Nos seus escritos e apesar do regime político da época, o seu pai não se coibia de criticar o que considerav­a discrimina­tório, bem como veicular ventos independen­tistas de África. Aliás foi na Sociedade de Tipográfic­a e Publicidad­e LDA, de que era proprietár­io, que foi impresso o primeiro número da revista Claridade em S. Vicente, que marca a renovação da literatura cabo-verdiana desde então.

A Rosa de Porcelona, editora de Márcia e Filinto Elísio, refere que o novo livro de Maria Lourdes Chantre “é uma obra emblemátic­a sobre a gastronomi­a cabo-verdiana, a partir de uma perspetiva antropológ­ica e cultural”.

Segundo a escritora Dina Salústio, a obra “ultrapassa a dimensão de um grande e belo livro de cozinha para ser um livro que, em subtítulo, poder-se-ia chamar: Cabo Verde uma viagem gastronómi­ca pela história dos alimentos”.

“É um livro de culinária produzido por uma intelectua­l que nas suas paixões literárias inscreve um António Aurélio Gonçalves, um Jorge Barbosa, dois grandes escritores, amigos e gourmets, de quem usa particular­es preferênci­as para nos seduzir.”

E acrescenta a escritora: “História, Tradição e Novos Sabores da Cozinha de Cabo Verde”, de Maria de Lourdes Chantre, “pretende ser um livro/objeto de qualidade estética e conteudíst­ica”.

Herança educaciona­l

Num olhar intimista pelos objectos que decoram a casa de Maria de Lourdes Chantre são visíveis elementos de uma vivência social e culturalme­nte elevadas, herança educaciona­l de seus pais e também da cooperação do seu marido, o recém-falecido Guilherme Chantre, que foi professor e pioneiro da Escola Industrial e Comercial de S. Vicente.

§ §

*TAREFAS PROPOSTAS*
(a) Enumere todas as pessoas mencionadas pelo nome no texto extraído.
(b) Por favor, atualize o trecho do texto extraído que começa em "E acrescenta a" e segue até "de S. Vicente.", substituindo "pioneiro" por "fundador".

[Registos de uma coleção]
§ §

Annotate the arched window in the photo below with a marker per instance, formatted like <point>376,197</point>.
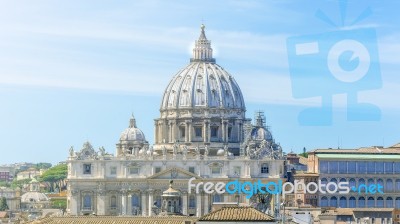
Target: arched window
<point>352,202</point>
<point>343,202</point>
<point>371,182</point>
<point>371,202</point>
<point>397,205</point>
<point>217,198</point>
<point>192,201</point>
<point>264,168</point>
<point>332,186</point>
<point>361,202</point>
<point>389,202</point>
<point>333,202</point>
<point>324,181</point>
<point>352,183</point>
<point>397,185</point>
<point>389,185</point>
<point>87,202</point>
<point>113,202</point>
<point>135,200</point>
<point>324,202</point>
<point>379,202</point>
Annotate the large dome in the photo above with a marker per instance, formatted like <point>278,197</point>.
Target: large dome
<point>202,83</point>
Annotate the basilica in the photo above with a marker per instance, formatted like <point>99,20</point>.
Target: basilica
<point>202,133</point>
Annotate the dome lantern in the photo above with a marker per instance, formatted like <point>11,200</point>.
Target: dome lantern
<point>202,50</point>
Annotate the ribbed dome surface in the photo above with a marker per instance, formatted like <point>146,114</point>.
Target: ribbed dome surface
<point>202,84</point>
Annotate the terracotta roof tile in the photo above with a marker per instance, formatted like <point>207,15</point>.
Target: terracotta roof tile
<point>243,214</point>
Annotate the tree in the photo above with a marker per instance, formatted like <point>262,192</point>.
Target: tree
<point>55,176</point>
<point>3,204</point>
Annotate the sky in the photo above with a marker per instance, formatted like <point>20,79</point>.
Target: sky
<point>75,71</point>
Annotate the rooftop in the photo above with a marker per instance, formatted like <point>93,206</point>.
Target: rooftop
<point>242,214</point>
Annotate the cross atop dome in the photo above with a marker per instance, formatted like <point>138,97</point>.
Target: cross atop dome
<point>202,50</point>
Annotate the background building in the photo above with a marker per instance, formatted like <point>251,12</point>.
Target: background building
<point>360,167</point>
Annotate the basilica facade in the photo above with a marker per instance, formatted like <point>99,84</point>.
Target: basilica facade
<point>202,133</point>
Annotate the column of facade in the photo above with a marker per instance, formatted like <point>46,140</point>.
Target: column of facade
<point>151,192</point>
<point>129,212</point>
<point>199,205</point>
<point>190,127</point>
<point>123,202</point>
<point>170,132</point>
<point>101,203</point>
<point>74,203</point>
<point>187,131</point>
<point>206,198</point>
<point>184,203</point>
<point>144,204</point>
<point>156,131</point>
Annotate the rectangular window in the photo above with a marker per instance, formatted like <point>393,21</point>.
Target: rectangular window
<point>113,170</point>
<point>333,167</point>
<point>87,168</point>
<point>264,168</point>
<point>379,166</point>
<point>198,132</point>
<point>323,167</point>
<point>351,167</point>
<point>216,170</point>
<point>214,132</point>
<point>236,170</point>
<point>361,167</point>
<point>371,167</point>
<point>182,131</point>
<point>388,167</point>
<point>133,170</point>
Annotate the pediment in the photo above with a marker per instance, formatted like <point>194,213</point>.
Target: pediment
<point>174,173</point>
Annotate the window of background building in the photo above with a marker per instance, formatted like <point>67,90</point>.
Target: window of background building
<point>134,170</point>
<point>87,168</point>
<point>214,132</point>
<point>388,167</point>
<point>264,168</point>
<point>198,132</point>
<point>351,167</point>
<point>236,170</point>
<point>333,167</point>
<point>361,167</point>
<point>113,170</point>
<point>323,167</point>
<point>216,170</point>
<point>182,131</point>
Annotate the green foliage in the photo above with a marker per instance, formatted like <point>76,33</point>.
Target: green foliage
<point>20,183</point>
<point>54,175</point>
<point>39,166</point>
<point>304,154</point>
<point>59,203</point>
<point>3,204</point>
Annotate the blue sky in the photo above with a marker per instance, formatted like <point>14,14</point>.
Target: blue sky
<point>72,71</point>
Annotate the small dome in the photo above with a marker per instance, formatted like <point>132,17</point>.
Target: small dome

§ §

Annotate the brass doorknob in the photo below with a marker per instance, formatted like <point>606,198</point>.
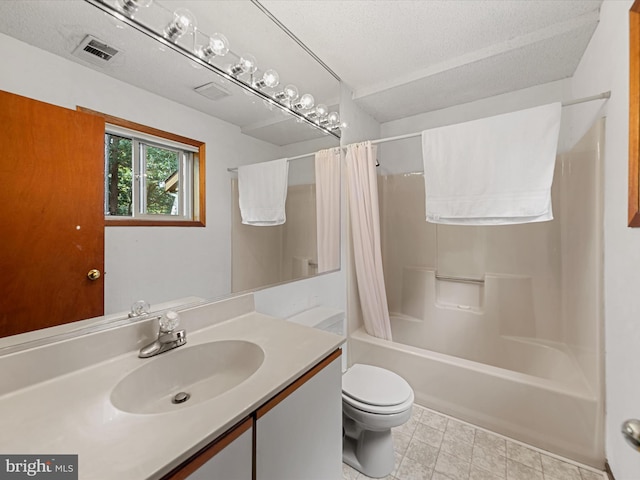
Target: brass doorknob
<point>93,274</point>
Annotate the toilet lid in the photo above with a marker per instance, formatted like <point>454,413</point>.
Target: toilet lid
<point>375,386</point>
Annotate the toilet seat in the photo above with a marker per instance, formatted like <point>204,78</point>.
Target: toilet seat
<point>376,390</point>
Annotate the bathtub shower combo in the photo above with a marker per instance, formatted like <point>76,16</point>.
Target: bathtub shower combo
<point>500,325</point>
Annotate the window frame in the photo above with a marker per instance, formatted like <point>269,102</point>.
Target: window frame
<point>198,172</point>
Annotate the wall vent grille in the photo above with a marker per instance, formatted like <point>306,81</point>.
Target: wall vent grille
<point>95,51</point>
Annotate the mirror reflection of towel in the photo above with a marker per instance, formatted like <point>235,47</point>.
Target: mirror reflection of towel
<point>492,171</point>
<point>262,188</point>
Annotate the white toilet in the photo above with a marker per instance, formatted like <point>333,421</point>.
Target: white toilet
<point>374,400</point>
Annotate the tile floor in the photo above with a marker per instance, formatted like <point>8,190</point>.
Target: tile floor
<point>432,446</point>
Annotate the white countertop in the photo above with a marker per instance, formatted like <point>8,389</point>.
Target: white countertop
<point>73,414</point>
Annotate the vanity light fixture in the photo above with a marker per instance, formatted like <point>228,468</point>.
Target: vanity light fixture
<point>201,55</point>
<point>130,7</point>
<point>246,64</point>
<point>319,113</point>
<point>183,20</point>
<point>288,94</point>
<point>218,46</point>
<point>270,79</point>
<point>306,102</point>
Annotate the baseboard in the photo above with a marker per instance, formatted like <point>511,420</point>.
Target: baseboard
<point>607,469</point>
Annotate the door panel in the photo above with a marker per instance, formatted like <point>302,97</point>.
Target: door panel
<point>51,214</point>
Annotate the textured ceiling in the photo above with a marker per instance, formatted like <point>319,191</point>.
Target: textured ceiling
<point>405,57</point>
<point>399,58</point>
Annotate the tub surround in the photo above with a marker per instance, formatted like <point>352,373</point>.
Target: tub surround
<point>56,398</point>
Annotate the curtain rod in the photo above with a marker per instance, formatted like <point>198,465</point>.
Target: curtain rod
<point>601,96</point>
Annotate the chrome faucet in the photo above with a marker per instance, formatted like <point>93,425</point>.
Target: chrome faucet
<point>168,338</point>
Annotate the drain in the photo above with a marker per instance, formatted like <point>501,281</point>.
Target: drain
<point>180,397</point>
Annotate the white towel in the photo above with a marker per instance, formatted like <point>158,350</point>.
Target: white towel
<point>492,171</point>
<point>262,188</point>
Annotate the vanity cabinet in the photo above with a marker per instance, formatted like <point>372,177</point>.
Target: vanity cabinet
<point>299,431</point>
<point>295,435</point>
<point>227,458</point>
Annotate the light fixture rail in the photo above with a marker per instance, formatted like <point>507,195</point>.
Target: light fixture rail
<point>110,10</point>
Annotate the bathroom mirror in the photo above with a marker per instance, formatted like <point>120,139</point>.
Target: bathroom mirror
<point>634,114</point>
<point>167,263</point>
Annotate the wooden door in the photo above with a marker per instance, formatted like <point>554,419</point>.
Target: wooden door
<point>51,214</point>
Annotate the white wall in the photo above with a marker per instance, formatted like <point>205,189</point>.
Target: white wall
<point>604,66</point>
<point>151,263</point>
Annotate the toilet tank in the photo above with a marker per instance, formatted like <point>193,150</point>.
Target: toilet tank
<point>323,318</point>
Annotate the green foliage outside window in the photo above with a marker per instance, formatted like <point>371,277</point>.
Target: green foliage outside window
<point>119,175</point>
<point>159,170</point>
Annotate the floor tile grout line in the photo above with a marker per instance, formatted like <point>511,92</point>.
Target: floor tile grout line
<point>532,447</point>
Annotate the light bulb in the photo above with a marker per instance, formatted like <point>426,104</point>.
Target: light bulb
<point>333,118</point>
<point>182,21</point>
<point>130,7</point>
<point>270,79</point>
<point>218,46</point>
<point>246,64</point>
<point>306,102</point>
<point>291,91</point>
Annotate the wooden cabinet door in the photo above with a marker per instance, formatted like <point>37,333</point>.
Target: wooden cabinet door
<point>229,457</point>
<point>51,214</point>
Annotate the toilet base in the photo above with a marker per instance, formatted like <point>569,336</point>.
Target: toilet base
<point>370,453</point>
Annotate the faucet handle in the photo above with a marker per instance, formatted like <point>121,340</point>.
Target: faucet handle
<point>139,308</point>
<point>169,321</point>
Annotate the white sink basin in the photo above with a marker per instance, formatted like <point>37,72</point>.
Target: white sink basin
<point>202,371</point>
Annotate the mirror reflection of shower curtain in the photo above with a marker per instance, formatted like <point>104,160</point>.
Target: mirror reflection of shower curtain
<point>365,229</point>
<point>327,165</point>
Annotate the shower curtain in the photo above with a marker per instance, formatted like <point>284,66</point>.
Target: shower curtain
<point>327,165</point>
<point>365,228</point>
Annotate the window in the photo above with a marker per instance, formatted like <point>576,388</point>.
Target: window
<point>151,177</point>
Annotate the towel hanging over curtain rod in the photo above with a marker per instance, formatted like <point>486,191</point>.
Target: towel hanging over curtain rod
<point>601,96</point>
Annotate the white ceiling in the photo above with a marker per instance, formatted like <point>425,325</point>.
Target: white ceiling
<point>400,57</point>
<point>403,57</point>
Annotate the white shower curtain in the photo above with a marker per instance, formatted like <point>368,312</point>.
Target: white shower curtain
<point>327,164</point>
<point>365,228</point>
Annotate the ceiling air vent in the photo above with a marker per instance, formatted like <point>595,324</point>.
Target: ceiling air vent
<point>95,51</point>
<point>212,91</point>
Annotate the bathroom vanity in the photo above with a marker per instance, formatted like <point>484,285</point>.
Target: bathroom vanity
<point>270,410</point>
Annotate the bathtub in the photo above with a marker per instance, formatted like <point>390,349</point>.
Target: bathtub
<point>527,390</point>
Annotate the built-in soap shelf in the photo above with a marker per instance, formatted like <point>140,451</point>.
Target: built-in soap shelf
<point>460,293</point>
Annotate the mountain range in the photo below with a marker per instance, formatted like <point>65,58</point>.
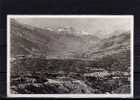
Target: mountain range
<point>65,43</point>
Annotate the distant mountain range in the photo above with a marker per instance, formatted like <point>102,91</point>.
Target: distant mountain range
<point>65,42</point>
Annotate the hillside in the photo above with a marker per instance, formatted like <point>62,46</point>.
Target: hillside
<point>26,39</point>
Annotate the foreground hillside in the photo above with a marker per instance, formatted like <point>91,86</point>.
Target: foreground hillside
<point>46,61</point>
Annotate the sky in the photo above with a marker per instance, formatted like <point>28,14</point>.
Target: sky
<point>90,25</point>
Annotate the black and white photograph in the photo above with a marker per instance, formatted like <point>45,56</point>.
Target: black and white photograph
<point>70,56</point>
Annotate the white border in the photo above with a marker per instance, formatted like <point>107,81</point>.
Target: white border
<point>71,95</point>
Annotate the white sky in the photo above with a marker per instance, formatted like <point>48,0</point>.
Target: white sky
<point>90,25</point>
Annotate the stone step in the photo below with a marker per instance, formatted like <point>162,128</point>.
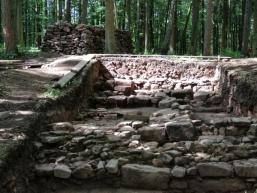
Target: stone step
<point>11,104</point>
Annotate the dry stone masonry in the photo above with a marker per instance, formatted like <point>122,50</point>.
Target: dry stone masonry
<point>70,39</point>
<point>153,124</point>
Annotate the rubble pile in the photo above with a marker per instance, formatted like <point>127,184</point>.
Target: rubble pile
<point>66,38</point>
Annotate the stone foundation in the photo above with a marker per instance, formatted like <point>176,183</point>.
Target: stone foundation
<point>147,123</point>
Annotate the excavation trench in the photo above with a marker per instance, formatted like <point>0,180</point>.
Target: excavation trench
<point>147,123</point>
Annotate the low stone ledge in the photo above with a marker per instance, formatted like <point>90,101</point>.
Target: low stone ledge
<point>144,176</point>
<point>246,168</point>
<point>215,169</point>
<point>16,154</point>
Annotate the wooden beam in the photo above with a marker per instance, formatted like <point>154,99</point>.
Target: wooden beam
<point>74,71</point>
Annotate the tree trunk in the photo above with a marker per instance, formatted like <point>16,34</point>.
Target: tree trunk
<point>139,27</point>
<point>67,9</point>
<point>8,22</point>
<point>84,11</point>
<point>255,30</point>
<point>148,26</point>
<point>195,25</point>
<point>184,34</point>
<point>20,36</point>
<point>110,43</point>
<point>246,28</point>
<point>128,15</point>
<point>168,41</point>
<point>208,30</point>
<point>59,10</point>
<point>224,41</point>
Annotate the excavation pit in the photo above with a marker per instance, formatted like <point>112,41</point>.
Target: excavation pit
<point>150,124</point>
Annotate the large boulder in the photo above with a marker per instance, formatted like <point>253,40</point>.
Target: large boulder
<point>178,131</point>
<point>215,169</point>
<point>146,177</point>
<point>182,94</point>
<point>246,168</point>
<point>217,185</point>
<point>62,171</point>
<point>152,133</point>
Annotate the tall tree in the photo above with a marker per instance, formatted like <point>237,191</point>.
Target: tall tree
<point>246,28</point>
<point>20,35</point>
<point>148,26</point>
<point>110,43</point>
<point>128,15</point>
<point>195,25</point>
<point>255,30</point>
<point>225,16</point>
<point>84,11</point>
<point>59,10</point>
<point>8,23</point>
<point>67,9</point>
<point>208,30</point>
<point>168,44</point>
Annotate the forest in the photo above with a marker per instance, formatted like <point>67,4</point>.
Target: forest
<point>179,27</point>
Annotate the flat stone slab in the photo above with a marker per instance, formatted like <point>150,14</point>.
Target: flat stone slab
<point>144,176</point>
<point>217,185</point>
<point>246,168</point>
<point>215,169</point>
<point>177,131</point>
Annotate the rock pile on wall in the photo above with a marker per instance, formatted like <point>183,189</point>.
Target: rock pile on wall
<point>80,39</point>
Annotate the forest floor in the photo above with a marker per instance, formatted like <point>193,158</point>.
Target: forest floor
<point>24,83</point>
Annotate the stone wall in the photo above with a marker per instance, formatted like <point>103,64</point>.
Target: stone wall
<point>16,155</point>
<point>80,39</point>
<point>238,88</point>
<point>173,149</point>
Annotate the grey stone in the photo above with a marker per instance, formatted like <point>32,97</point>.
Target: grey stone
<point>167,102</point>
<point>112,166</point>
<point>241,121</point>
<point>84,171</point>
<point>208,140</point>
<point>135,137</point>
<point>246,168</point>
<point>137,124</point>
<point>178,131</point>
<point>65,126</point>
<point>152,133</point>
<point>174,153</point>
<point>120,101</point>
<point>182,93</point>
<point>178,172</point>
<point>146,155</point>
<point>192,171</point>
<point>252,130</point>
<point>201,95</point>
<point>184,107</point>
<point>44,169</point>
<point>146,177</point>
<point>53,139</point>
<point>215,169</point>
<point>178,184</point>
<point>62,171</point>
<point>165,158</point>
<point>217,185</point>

§ §

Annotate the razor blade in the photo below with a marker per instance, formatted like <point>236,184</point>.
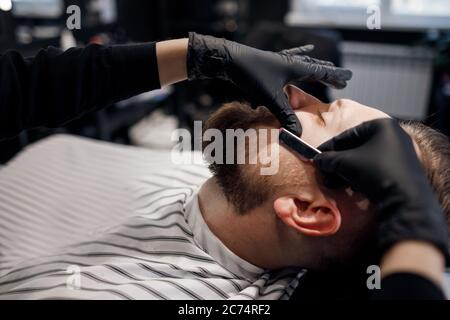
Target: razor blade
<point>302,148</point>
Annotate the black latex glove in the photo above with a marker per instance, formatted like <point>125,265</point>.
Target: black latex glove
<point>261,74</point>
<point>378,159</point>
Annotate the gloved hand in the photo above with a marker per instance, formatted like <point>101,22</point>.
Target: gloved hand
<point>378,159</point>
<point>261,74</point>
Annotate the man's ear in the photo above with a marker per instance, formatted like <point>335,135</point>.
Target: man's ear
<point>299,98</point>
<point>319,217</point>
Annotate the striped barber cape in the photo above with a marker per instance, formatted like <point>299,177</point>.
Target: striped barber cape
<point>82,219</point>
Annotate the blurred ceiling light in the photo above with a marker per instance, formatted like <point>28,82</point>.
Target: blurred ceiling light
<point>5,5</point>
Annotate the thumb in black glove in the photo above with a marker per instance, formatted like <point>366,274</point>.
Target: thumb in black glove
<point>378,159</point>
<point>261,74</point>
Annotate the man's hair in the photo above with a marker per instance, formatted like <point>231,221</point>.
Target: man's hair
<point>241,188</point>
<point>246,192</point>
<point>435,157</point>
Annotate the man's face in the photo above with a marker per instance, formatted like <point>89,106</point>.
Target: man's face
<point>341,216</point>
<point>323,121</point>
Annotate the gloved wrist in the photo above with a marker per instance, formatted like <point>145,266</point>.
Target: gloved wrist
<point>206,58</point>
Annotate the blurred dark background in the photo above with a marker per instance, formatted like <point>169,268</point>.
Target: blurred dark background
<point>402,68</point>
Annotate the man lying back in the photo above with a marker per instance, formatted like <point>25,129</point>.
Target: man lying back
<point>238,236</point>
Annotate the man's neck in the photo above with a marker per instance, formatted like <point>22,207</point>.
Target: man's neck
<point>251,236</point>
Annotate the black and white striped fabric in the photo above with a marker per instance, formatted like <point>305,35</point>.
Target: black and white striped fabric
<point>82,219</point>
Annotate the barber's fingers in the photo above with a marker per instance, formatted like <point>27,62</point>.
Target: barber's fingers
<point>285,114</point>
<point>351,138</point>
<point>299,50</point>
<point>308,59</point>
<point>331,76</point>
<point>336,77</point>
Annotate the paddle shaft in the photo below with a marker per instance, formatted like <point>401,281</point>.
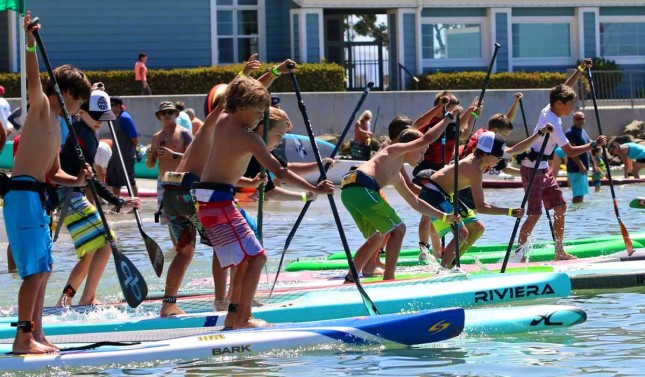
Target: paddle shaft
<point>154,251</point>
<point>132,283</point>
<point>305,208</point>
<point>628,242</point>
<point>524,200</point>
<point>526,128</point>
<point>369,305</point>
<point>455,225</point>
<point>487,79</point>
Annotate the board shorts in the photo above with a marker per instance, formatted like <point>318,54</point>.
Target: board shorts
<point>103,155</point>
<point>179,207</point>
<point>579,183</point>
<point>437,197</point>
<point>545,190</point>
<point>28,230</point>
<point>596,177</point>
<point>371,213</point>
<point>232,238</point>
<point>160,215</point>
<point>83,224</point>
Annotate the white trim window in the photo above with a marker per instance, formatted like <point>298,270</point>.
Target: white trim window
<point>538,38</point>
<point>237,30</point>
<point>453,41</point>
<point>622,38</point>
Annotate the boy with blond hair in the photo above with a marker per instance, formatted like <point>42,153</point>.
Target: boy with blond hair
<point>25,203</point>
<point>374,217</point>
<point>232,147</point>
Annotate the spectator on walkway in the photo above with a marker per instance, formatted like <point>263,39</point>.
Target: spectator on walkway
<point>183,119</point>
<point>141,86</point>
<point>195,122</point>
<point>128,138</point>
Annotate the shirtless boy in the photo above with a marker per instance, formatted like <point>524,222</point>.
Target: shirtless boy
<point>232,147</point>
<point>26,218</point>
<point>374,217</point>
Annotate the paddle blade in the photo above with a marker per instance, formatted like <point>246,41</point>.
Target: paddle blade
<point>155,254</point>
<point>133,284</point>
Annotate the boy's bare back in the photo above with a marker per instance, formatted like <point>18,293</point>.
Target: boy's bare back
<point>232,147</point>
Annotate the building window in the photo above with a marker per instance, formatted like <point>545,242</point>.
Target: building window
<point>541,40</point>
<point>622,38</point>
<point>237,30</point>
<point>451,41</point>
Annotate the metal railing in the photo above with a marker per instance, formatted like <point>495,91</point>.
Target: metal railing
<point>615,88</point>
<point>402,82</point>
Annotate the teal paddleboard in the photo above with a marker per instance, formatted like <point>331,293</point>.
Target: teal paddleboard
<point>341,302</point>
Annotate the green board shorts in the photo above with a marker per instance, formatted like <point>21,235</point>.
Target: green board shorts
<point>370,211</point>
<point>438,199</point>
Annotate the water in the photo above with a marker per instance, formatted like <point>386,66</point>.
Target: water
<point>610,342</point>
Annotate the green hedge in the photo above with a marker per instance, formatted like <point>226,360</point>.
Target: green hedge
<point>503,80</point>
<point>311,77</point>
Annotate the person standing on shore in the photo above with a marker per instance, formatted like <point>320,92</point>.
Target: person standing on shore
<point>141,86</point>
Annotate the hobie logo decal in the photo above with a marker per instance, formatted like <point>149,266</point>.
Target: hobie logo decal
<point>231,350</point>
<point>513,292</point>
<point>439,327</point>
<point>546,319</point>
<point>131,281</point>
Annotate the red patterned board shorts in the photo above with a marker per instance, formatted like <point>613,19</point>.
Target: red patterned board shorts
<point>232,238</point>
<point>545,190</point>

§ §

*RESPOSTAS ESPERADAS*
(a) Márcia, Filinto Elísio, Maria de Lourdes Chantre, Dina Salústio, António Aurélio Gonçalves, Jorge Barbosa, Guilherme Chantre

(b)
E acrescenta a escritora: “História, Tradição e Novos Sabores da Cozinha de Cabo Verde”, de Maria de Lourdes Chantre, “pretende ser um livro/objeto de qualidade estética e conteudíst­ica”.

Herança educaciona­l

Num olhar intimista pelos objectos que decoram a casa de Maria de Lourdes Chantre são visíveis elementos de uma vivência social e culturalme­nte elevadas, herança educaciona­l de seus pais e também da cooperação do seu marido, o recém-falecido Guilherme Chantre, que foi professor e fundador da Escola Industrial e Comercial de S. Vicente.